The problem
Pull out the lines from the one containing "If you could tag the glider rudder" through the final line of the listing below and repeat them exactly. Leave the pictures behind.

——

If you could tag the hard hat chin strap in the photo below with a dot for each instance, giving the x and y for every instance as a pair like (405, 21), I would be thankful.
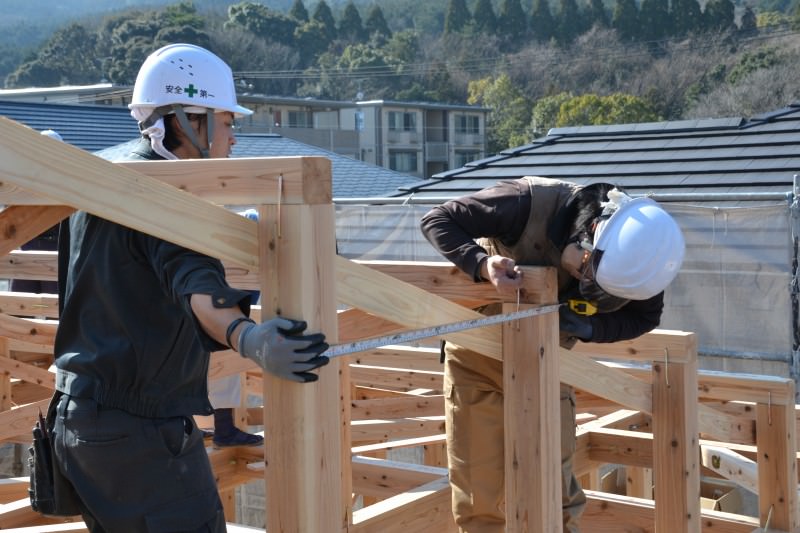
(161, 111)
(187, 128)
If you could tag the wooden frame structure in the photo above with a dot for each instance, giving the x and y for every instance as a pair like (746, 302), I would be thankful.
(327, 442)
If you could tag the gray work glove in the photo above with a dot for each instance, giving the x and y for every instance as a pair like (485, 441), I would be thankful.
(278, 347)
(573, 324)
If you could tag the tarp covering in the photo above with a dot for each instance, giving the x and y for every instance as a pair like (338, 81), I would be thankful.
(733, 290)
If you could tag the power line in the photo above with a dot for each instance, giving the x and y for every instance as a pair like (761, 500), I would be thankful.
(490, 64)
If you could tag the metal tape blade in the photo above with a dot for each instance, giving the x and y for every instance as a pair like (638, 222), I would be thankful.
(434, 331)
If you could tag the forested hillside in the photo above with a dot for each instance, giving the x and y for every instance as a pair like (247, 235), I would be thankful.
(537, 63)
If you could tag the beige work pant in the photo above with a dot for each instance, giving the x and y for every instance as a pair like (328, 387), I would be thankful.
(473, 392)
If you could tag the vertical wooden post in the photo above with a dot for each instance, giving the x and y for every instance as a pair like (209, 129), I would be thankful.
(6, 401)
(532, 429)
(639, 482)
(307, 478)
(777, 471)
(676, 473)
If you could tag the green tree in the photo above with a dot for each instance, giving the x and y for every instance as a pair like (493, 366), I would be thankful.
(324, 15)
(542, 22)
(626, 20)
(545, 113)
(376, 23)
(182, 14)
(403, 47)
(310, 42)
(183, 34)
(299, 12)
(686, 17)
(68, 57)
(654, 19)
(748, 22)
(457, 16)
(512, 20)
(343, 75)
(594, 110)
(262, 21)
(568, 24)
(596, 14)
(767, 19)
(508, 124)
(749, 62)
(484, 19)
(719, 15)
(351, 27)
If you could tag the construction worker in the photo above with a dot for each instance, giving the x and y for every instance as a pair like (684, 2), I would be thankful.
(612, 253)
(139, 317)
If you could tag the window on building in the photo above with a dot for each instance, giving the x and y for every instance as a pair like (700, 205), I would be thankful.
(300, 119)
(402, 121)
(468, 124)
(403, 161)
(462, 157)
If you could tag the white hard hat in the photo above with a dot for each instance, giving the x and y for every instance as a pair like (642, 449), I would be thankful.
(639, 250)
(188, 75)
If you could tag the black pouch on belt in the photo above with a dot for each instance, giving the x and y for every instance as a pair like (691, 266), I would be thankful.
(50, 492)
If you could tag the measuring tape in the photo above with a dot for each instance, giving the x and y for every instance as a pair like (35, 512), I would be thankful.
(434, 331)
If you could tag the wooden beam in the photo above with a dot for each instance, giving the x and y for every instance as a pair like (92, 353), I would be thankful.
(650, 347)
(617, 446)
(385, 430)
(20, 224)
(531, 423)
(424, 508)
(80, 180)
(777, 466)
(398, 356)
(584, 373)
(676, 472)
(730, 465)
(28, 304)
(77, 527)
(396, 301)
(395, 378)
(27, 330)
(285, 180)
(610, 513)
(29, 373)
(307, 478)
(382, 478)
(410, 405)
(448, 281)
(19, 420)
(398, 444)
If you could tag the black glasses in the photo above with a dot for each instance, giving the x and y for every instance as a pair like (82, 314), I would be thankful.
(592, 292)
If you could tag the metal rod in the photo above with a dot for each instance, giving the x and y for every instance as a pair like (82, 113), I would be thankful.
(663, 197)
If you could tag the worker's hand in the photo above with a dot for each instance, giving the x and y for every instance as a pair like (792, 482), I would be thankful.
(573, 324)
(503, 273)
(278, 347)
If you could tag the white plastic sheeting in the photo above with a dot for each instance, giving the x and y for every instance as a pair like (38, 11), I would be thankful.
(733, 290)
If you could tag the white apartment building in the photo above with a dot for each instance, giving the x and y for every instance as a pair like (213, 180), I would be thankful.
(415, 138)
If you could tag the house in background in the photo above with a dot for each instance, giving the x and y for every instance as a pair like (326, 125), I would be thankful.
(352, 179)
(410, 137)
(90, 127)
(731, 185)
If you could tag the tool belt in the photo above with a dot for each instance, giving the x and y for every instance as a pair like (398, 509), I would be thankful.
(51, 494)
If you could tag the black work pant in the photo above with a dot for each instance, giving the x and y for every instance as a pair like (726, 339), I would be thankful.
(136, 474)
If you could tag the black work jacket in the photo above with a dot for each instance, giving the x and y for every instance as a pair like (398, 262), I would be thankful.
(127, 336)
(501, 213)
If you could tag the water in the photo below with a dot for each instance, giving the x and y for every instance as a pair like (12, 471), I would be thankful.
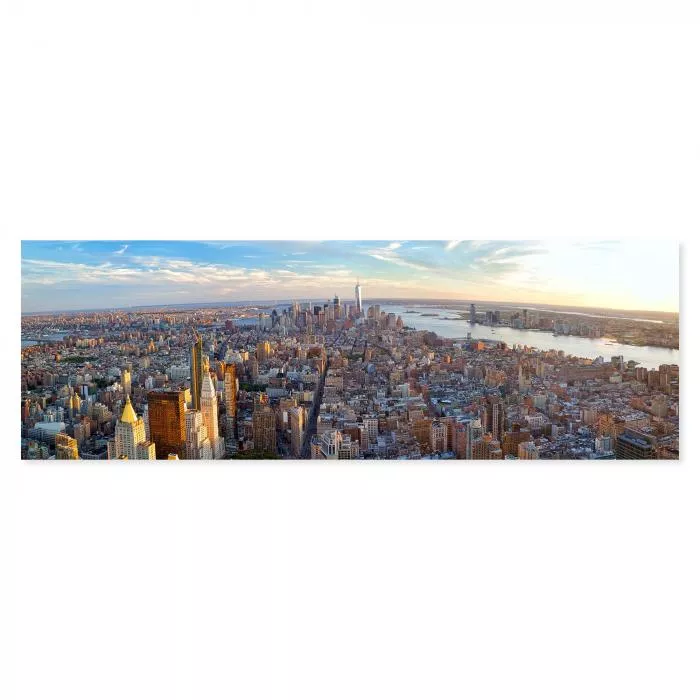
(448, 325)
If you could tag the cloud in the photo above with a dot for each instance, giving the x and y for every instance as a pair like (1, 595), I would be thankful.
(389, 254)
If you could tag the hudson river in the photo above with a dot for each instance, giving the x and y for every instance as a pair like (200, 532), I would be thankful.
(448, 325)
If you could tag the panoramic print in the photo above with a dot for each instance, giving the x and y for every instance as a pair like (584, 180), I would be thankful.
(359, 350)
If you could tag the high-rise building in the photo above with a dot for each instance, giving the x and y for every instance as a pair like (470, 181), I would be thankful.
(129, 434)
(296, 424)
(264, 429)
(528, 450)
(126, 381)
(210, 416)
(494, 417)
(230, 399)
(263, 350)
(196, 373)
(197, 444)
(166, 418)
(438, 437)
(634, 444)
(66, 447)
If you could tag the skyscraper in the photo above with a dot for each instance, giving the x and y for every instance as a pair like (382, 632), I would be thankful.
(126, 381)
(196, 372)
(296, 423)
(494, 418)
(66, 447)
(210, 416)
(197, 445)
(634, 444)
(264, 429)
(130, 435)
(230, 399)
(166, 417)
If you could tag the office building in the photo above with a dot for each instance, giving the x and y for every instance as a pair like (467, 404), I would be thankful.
(166, 418)
(264, 429)
(633, 444)
(210, 416)
(66, 447)
(196, 373)
(129, 433)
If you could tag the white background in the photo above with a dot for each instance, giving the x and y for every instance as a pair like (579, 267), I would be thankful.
(186, 120)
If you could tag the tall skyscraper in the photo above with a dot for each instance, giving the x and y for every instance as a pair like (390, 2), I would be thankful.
(634, 444)
(230, 399)
(166, 418)
(66, 447)
(196, 373)
(296, 424)
(210, 416)
(126, 381)
(197, 445)
(494, 417)
(130, 435)
(264, 429)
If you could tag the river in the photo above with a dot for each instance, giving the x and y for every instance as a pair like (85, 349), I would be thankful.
(448, 324)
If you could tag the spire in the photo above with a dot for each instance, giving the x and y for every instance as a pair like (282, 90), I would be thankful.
(208, 386)
(128, 414)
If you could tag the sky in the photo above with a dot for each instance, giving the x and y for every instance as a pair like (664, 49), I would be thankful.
(628, 274)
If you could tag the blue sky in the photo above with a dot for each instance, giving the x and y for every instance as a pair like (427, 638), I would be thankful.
(629, 274)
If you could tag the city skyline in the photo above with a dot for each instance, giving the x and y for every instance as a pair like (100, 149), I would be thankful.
(63, 275)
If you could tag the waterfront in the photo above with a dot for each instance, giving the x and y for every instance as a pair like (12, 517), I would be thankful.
(448, 324)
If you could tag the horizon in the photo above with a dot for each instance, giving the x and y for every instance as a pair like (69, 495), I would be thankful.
(570, 308)
(58, 276)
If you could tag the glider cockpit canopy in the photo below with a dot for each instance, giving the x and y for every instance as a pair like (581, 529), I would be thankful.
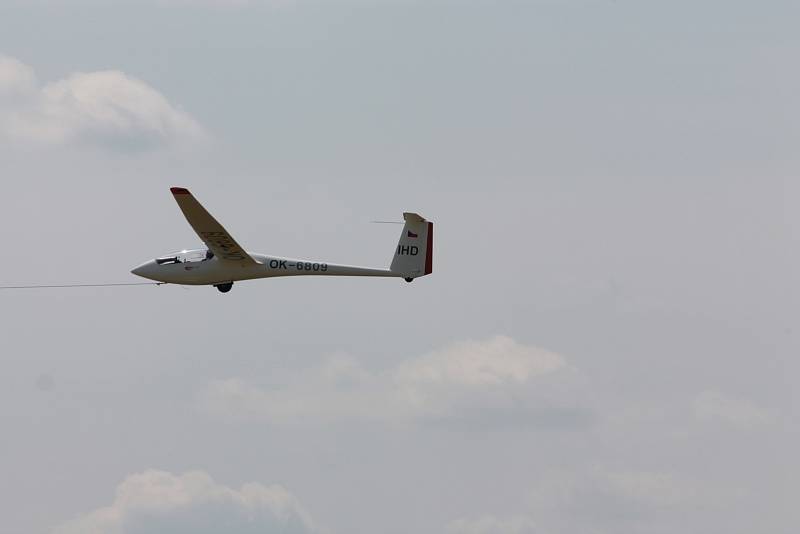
(185, 256)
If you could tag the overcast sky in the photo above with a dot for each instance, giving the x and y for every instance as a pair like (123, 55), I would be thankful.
(609, 340)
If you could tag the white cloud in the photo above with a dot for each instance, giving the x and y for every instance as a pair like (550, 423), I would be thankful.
(495, 375)
(714, 405)
(156, 501)
(106, 108)
(494, 525)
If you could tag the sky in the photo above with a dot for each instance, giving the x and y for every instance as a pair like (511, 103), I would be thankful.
(609, 340)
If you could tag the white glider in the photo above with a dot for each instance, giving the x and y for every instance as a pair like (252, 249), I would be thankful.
(224, 261)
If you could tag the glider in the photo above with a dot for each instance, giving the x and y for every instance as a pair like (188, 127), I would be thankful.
(224, 261)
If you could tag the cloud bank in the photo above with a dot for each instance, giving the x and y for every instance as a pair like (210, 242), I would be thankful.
(494, 377)
(156, 501)
(103, 108)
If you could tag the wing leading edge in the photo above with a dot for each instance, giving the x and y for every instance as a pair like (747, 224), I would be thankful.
(216, 238)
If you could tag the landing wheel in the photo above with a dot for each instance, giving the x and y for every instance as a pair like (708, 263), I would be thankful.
(224, 288)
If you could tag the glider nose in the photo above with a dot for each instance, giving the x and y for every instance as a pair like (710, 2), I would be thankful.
(144, 270)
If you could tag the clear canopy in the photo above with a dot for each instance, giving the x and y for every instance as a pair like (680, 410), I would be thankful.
(185, 256)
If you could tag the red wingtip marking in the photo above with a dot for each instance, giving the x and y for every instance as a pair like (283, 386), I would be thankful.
(429, 251)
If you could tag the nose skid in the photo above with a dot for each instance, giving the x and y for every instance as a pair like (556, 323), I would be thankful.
(144, 270)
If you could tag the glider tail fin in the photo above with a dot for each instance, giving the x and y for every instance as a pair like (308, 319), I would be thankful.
(413, 256)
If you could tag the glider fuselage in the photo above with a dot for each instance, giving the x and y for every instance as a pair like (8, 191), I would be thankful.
(190, 267)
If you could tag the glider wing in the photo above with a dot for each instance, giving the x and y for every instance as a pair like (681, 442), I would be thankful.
(216, 238)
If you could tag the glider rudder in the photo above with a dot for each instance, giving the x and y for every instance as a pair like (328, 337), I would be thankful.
(413, 256)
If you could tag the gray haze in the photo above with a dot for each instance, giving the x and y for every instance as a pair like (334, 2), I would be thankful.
(608, 343)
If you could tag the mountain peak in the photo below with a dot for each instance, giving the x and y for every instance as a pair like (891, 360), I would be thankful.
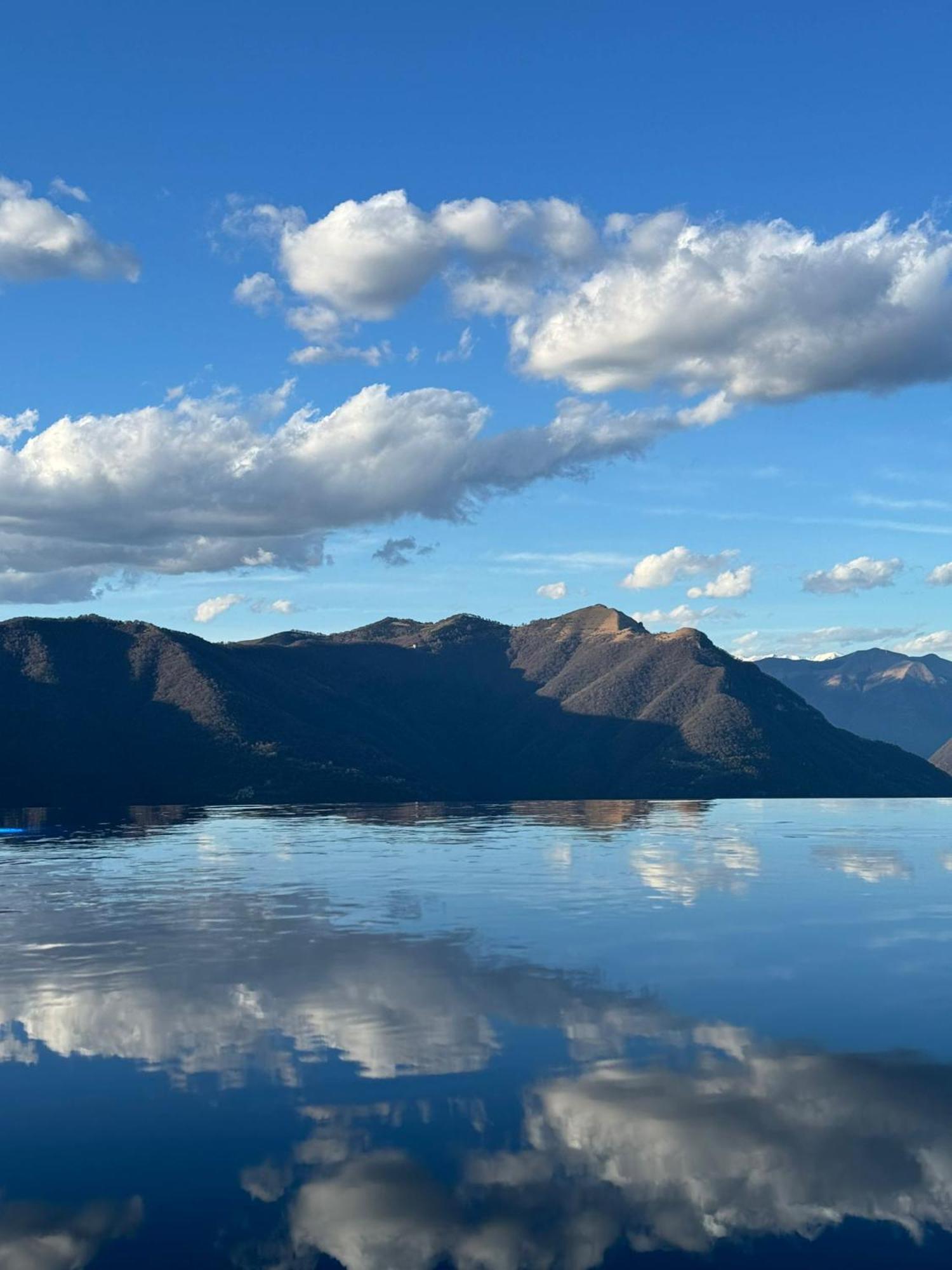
(592, 620)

——

In response
If you could tag the glider rudder in the photo above with a dot for each instance, giving the x and y for every instance as a pair like (328, 337), I would be thankful.
(413, 256)
If you could tag the gray haze in the photo above with a dot for each instance, giving the x and y for every instance as a pair like (334, 2), I would be thankful.
(608, 343)
If you could tag the mountain peak in the photo below with a dot for each instance, giving the x and y for every instance as a pair like (891, 360), I would be thankful.
(592, 620)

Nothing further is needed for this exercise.